> **What is being asked**: Reproduce every line of the data listing below, starting at the line that contains "For the evaluation set, point out every instance of the khaki" and ending at the line that contains "point(397, 291)". Offset each number in the answer coordinates by adding 3, and leave all other lines unchanged.

> **Data listing**:
————

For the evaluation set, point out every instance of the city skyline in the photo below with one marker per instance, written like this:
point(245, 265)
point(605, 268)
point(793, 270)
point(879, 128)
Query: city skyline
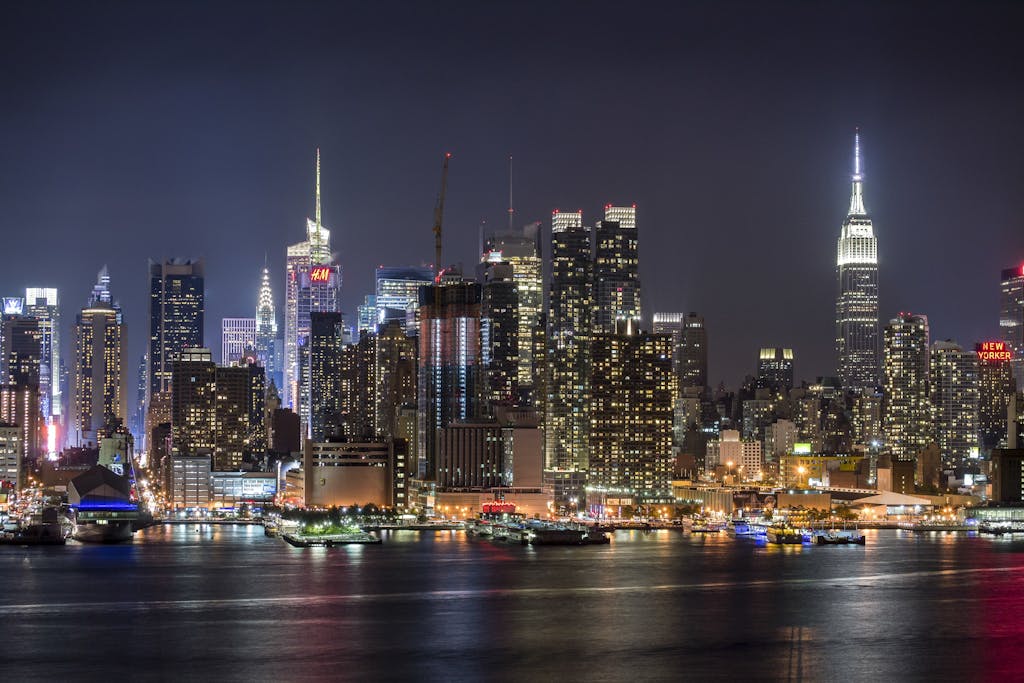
point(794, 177)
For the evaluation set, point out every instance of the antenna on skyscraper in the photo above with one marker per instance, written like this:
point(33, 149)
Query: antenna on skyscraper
point(856, 153)
point(511, 210)
point(314, 252)
point(439, 217)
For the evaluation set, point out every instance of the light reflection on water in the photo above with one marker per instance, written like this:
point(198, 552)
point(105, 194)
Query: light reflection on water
point(228, 602)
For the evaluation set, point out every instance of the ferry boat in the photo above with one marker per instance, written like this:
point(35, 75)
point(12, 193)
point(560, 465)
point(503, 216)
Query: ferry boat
point(838, 538)
point(922, 526)
point(548, 534)
point(44, 534)
point(745, 528)
point(784, 536)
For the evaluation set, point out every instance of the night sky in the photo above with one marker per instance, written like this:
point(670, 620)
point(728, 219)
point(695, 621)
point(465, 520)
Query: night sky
point(137, 130)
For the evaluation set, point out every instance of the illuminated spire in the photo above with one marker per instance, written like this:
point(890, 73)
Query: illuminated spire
point(265, 317)
point(857, 193)
point(317, 195)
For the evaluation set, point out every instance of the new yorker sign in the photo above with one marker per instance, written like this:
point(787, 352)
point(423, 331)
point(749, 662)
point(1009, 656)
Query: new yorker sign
point(993, 351)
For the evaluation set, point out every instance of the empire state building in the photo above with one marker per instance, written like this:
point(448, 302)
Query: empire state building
point(857, 300)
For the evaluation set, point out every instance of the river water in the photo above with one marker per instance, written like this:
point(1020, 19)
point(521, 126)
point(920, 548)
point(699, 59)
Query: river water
point(227, 603)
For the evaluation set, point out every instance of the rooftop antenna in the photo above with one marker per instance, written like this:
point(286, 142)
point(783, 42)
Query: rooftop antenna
point(511, 210)
point(439, 217)
point(316, 245)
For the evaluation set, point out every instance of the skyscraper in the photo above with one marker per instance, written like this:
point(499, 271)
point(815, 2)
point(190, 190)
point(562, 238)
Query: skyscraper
point(953, 391)
point(22, 350)
point(266, 331)
point(398, 294)
point(616, 272)
point(995, 387)
point(216, 411)
point(367, 315)
point(906, 411)
point(238, 335)
point(450, 376)
point(325, 374)
point(41, 303)
point(633, 393)
point(100, 370)
point(569, 309)
point(857, 299)
point(520, 250)
point(775, 370)
point(312, 284)
point(693, 354)
point(394, 377)
point(1012, 317)
point(500, 333)
point(177, 307)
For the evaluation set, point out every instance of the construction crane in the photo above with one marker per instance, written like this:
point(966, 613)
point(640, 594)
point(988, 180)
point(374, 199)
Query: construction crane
point(438, 218)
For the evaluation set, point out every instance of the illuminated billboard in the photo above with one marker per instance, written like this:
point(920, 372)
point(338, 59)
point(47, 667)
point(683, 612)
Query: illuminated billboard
point(993, 351)
point(13, 305)
point(321, 273)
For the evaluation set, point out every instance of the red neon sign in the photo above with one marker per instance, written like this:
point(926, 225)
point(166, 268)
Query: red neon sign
point(993, 351)
point(320, 274)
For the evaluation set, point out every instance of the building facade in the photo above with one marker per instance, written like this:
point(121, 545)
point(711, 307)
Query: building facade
point(693, 352)
point(995, 388)
point(451, 364)
point(238, 337)
point(397, 294)
point(1012, 317)
point(906, 410)
point(616, 271)
point(177, 308)
point(100, 366)
point(953, 391)
point(520, 249)
point(312, 284)
point(42, 304)
point(857, 299)
point(569, 310)
point(633, 393)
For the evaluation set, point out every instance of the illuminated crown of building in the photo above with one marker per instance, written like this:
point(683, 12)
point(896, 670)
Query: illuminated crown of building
point(857, 243)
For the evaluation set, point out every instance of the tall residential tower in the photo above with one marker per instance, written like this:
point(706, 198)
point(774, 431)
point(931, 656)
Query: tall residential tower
point(312, 284)
point(857, 300)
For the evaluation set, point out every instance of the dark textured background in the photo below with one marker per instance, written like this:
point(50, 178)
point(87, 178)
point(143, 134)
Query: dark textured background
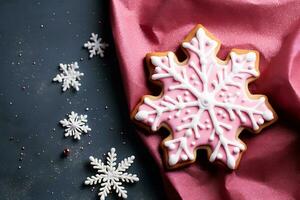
point(35, 36)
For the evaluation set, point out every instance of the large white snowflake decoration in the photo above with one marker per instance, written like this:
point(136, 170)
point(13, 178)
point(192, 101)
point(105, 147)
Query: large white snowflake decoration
point(111, 176)
point(205, 102)
point(95, 46)
point(69, 76)
point(75, 125)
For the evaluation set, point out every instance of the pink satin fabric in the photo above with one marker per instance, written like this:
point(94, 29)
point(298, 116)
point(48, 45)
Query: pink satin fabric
point(270, 168)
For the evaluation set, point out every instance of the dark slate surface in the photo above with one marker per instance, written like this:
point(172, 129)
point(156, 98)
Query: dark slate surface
point(35, 36)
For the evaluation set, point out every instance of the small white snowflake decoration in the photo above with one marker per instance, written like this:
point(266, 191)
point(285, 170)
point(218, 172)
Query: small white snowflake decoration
point(111, 176)
point(75, 125)
point(69, 76)
point(95, 46)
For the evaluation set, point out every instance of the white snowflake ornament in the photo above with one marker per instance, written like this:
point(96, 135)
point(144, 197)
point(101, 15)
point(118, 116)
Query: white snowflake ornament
point(75, 125)
point(95, 46)
point(69, 76)
point(111, 176)
point(205, 102)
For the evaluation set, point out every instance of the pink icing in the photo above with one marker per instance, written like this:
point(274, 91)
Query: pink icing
point(205, 101)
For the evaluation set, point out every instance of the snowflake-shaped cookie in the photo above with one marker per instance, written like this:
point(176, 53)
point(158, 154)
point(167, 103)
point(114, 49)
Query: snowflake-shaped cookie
point(205, 102)
point(75, 125)
point(69, 76)
point(95, 46)
point(111, 176)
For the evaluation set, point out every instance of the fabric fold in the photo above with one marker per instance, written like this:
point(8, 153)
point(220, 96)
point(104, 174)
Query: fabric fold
point(270, 167)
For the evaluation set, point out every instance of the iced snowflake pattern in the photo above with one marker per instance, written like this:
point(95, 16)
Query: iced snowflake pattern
point(69, 76)
point(95, 46)
point(75, 125)
point(205, 101)
point(110, 176)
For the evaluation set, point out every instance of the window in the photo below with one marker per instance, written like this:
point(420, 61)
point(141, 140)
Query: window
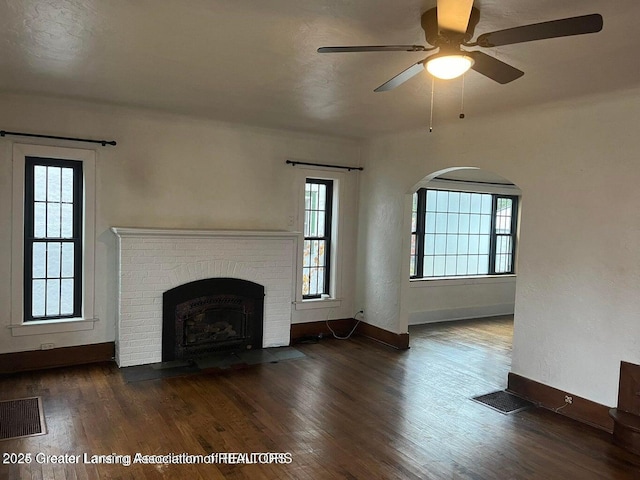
point(52, 239)
point(462, 233)
point(316, 266)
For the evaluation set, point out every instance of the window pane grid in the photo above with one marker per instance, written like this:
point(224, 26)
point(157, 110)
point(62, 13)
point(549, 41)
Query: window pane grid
point(464, 233)
point(53, 225)
point(317, 232)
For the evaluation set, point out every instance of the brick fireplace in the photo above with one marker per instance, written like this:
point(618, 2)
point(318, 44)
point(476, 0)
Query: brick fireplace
point(154, 261)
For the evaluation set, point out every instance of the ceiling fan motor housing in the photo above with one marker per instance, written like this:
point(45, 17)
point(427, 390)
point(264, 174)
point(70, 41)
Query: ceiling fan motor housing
point(442, 38)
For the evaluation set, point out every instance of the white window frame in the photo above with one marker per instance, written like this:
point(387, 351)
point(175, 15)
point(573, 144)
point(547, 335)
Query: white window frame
point(86, 321)
point(470, 186)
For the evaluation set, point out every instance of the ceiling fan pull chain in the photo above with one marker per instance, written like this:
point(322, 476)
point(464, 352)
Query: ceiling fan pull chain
point(433, 85)
point(462, 98)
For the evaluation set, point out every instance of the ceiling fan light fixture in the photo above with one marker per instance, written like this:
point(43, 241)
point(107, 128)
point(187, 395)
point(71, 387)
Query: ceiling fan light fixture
point(448, 66)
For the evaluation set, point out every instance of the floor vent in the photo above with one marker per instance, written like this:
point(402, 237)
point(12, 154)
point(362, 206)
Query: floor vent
point(21, 418)
point(504, 402)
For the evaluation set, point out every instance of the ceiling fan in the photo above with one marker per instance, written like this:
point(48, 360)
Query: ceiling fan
point(451, 25)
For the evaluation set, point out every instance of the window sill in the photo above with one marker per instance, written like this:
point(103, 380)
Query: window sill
point(318, 303)
point(453, 281)
point(44, 327)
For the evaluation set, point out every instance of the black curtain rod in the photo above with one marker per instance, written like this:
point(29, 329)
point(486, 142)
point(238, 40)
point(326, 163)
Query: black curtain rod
point(294, 163)
point(104, 143)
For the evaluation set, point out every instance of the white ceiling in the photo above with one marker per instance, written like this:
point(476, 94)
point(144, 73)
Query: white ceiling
point(255, 61)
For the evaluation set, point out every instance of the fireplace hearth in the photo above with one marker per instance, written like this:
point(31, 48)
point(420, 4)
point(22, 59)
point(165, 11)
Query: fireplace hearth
point(211, 316)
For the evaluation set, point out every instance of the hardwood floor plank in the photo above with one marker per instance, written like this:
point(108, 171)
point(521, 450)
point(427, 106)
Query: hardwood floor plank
point(348, 410)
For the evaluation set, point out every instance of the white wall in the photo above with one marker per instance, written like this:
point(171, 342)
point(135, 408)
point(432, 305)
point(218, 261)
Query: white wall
point(577, 300)
point(174, 172)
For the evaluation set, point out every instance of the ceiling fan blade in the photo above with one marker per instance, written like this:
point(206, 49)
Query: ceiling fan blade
point(493, 68)
point(539, 31)
point(453, 15)
point(375, 48)
point(402, 77)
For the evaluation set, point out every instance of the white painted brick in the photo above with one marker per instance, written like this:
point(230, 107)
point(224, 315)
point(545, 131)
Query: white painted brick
point(150, 266)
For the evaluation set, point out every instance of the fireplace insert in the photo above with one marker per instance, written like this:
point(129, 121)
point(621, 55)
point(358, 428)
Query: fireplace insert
point(211, 315)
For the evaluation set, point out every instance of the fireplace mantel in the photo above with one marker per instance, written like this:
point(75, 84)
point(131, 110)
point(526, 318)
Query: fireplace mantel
point(154, 260)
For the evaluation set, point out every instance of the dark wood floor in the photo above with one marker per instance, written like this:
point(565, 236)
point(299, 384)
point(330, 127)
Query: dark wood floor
point(348, 410)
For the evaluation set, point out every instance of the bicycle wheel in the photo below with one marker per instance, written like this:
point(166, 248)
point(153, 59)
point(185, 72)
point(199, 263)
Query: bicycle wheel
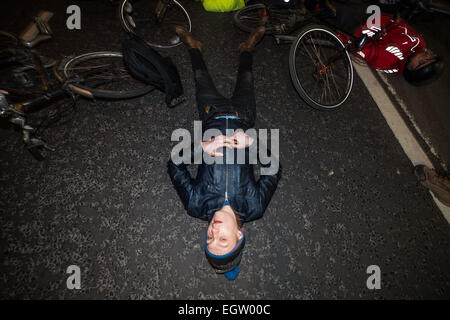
point(320, 67)
point(275, 20)
point(154, 21)
point(100, 75)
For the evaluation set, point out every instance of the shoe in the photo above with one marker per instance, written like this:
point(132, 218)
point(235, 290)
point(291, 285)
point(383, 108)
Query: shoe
point(256, 36)
point(187, 38)
point(439, 185)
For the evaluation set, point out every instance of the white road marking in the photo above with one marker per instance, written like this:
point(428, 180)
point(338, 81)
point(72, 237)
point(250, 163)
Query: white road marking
point(401, 131)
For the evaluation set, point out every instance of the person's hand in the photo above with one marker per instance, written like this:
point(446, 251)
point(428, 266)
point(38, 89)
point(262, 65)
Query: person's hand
point(240, 140)
point(215, 143)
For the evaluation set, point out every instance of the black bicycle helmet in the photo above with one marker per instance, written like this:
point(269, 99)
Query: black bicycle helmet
point(146, 64)
point(426, 74)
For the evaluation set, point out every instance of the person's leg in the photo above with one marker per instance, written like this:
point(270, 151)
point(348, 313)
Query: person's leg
point(243, 99)
point(209, 100)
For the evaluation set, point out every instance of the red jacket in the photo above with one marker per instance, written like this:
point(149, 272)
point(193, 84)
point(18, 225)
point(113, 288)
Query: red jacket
point(390, 52)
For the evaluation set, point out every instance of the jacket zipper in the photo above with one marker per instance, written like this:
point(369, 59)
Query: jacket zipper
point(226, 167)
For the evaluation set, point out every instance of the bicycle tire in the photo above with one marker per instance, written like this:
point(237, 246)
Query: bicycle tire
point(320, 72)
point(83, 85)
point(129, 25)
point(254, 9)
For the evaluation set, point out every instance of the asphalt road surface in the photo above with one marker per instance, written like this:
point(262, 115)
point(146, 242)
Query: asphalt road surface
point(103, 201)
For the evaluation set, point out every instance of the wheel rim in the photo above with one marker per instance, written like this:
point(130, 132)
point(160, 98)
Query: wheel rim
point(101, 72)
point(323, 70)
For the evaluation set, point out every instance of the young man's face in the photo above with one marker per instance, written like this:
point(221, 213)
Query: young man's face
point(223, 232)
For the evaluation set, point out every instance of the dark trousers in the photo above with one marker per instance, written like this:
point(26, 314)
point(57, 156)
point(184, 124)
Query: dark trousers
point(210, 102)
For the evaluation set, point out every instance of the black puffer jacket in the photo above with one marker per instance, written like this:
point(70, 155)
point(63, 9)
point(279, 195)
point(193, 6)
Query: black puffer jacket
point(216, 183)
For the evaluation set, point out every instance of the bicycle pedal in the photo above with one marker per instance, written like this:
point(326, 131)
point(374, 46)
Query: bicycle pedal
point(128, 7)
point(174, 40)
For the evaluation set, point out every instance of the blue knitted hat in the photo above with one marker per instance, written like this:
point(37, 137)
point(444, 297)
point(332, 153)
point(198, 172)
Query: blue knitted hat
point(227, 264)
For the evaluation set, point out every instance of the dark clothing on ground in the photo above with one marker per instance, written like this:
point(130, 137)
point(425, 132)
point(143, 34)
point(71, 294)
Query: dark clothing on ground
point(216, 183)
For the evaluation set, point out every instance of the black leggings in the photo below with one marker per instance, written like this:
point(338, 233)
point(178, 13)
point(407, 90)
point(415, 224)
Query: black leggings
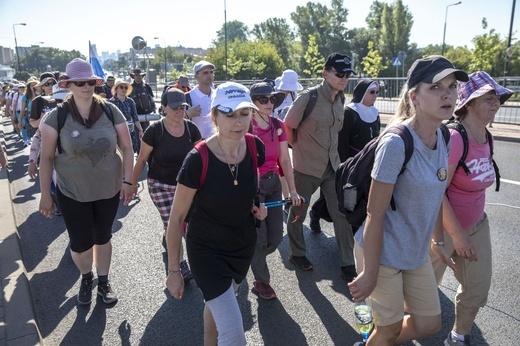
point(88, 223)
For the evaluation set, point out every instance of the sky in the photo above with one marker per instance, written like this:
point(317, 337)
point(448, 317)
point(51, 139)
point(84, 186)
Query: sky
point(111, 24)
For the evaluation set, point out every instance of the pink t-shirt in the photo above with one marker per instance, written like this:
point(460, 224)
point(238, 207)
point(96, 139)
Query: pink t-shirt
point(271, 136)
point(467, 193)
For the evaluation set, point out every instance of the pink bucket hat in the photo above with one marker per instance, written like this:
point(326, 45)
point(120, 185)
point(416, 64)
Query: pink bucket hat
point(79, 70)
point(480, 83)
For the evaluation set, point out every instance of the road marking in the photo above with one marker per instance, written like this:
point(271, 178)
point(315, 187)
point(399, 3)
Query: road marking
point(510, 181)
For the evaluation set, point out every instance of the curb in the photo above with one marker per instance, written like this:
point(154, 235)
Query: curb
point(17, 314)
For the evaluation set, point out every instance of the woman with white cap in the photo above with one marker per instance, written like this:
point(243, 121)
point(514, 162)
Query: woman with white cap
point(91, 175)
point(221, 234)
point(391, 247)
point(466, 226)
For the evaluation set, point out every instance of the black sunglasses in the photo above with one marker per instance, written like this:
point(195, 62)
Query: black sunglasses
point(264, 99)
point(82, 83)
point(341, 74)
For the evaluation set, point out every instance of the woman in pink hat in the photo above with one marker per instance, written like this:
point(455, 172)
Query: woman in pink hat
point(91, 175)
point(466, 226)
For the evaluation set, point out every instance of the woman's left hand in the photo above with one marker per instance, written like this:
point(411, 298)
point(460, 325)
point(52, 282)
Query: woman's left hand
point(443, 255)
point(127, 192)
point(260, 213)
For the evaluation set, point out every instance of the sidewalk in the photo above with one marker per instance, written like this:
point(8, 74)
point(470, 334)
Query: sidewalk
point(17, 315)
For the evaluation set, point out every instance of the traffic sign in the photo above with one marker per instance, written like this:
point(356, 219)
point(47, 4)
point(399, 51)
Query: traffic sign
point(396, 62)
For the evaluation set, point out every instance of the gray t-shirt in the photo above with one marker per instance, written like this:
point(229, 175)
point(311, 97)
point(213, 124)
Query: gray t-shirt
point(418, 194)
point(89, 168)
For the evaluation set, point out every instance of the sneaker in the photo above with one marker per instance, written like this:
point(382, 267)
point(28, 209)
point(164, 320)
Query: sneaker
point(85, 292)
point(348, 273)
point(450, 342)
point(315, 222)
point(185, 271)
point(105, 291)
point(301, 262)
point(263, 290)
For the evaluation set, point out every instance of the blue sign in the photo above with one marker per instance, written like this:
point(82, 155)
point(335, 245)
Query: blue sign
point(397, 62)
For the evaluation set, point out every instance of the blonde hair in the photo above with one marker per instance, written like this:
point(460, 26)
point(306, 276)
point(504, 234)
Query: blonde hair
point(405, 109)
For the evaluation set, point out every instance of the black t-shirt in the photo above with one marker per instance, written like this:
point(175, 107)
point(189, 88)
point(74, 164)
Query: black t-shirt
point(221, 236)
point(169, 151)
point(41, 105)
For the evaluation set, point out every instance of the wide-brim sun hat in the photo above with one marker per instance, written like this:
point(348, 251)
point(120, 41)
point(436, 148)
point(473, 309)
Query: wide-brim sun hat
point(480, 83)
point(289, 81)
point(431, 70)
point(79, 70)
point(266, 89)
point(230, 96)
point(118, 82)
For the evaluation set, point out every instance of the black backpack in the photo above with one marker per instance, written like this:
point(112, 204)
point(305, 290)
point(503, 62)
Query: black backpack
point(62, 117)
point(353, 177)
point(457, 126)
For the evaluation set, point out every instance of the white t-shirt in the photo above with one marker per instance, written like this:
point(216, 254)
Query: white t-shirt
point(204, 121)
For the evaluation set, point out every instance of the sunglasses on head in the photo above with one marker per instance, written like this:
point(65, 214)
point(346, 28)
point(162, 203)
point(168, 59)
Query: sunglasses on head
point(264, 99)
point(82, 83)
point(341, 74)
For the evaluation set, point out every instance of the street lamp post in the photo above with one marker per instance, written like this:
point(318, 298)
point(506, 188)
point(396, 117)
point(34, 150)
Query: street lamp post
point(16, 45)
point(165, 53)
point(445, 19)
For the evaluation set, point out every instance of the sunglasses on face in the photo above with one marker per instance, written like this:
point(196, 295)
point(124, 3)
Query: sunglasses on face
point(264, 99)
point(80, 84)
point(341, 74)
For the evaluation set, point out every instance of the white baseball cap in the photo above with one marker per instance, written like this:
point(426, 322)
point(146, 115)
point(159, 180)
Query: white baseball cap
point(230, 96)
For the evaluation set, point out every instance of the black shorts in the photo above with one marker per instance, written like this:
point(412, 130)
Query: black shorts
point(88, 223)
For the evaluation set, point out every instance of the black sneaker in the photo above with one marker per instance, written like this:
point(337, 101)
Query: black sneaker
point(315, 222)
point(185, 271)
point(85, 292)
point(348, 273)
point(301, 262)
point(106, 292)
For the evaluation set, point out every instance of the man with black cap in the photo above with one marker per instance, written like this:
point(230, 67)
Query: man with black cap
point(315, 158)
point(143, 96)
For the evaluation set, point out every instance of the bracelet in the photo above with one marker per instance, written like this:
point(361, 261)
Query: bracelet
point(438, 243)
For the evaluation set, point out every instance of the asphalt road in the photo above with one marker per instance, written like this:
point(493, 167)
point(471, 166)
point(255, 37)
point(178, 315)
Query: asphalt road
point(312, 307)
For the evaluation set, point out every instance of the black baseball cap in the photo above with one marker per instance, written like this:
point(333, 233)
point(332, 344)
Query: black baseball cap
point(432, 69)
point(340, 62)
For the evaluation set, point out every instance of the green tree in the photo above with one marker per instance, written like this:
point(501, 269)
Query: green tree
point(236, 30)
point(314, 59)
point(277, 32)
point(372, 62)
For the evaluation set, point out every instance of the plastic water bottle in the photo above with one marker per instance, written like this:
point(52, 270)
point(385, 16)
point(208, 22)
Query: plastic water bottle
point(364, 321)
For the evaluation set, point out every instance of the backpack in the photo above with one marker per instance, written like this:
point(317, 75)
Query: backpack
point(62, 117)
point(353, 177)
point(310, 106)
point(457, 126)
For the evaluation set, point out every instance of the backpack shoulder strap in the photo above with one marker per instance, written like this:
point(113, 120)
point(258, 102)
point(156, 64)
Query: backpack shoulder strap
point(62, 116)
point(202, 148)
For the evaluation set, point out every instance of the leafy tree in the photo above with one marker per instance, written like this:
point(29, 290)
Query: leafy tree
point(236, 30)
point(277, 32)
point(314, 59)
point(372, 62)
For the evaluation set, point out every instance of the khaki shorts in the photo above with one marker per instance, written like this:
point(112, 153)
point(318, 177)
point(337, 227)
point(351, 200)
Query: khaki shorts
point(397, 291)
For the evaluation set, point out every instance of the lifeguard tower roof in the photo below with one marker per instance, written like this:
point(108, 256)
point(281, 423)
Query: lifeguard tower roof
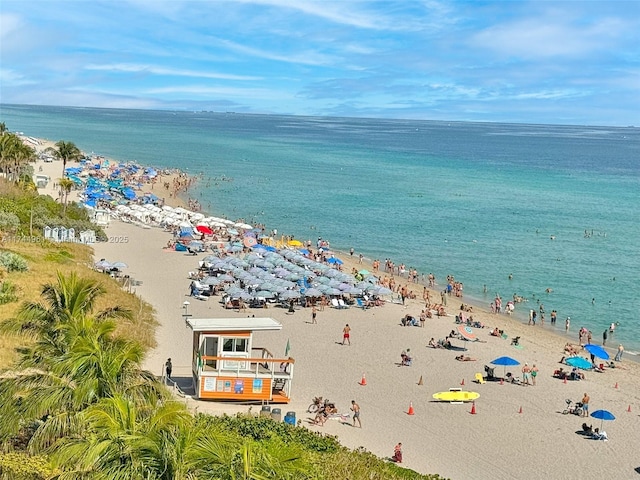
point(233, 324)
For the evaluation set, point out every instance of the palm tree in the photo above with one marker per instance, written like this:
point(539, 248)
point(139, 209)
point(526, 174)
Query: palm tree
point(66, 151)
point(122, 440)
point(14, 155)
point(71, 297)
point(66, 185)
point(75, 361)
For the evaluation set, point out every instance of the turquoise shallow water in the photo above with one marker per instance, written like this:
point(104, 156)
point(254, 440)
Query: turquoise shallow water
point(480, 201)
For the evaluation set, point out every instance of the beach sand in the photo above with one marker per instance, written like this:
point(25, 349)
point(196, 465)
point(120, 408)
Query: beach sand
point(516, 433)
point(498, 442)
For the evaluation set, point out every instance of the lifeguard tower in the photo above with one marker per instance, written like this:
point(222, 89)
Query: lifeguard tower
point(227, 366)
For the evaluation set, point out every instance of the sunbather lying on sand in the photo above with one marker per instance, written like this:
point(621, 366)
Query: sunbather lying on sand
point(463, 358)
point(571, 349)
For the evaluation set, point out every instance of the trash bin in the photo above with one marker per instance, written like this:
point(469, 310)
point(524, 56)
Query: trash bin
point(265, 411)
point(290, 418)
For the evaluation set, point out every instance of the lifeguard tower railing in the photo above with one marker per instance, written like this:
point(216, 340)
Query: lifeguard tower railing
point(261, 364)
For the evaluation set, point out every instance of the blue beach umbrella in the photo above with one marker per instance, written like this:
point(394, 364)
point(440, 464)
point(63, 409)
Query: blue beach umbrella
point(597, 351)
point(603, 415)
point(579, 362)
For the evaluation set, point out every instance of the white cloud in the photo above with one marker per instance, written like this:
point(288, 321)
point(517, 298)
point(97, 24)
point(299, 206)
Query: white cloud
point(199, 90)
point(139, 68)
point(550, 35)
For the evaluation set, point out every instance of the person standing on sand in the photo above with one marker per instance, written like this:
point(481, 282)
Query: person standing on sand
point(585, 405)
point(168, 367)
point(355, 408)
point(526, 370)
point(346, 337)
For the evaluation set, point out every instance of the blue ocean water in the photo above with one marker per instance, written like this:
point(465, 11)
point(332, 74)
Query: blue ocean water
point(553, 206)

————

> **The response**:
For the evaluation set, point out every instance of the khaki shorts in the photo above with one marker per instance, written like this:
point(112, 153)
point(318, 177)
point(337, 227)
point(351, 200)
Query: khaki shorts
point(400, 294)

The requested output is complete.